**YOUR OBJECTIVE**: Copy every record word for word.
───── MATERIAL FOR THIS TASK ─────
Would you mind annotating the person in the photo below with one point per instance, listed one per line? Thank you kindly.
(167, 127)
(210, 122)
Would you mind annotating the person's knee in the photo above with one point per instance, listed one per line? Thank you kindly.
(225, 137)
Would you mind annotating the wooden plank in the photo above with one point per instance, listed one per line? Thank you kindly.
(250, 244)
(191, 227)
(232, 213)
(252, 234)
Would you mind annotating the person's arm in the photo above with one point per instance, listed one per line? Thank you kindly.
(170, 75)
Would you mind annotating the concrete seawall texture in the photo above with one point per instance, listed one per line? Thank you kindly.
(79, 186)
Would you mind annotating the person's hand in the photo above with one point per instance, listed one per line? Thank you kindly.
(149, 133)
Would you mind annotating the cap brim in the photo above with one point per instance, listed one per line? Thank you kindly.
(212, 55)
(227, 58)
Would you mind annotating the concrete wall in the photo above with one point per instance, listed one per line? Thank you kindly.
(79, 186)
─────
**SOLUTION**:
Would you mind annotating the person in the photo below with one point per instance, listed one per line? Thank you kindly.
(167, 127)
(210, 122)
Would you mind annotating the person's knee in the photo above with one point per instance, listed one per line? Thank you kindly.
(225, 137)
Would you mind annotating the wooden plank in the photo above with one point per instance, listed one per line? Thank you kindly.
(250, 244)
(191, 227)
(232, 213)
(252, 234)
Would you mind annotating the person's arm in the photo above with one point per instance, listed one per line? Thank you kindly.
(170, 75)
Would you mind annotating the concrete seawall texture in the photo above with one point per instance, listed one per line? Thank you kindly.
(79, 186)
Would you mind annotating the person's hand in the photo above with one point per instance, listed one per line? Thank you kindly.
(149, 133)
Would you mind annotating the cap brim in the photo above with one point per instance, listed one per line? Thank you kindly.
(212, 55)
(227, 58)
Would you mind annotating the concrete wall in the photo above with one point per instance, listed one per line? Thank you kindly.
(79, 186)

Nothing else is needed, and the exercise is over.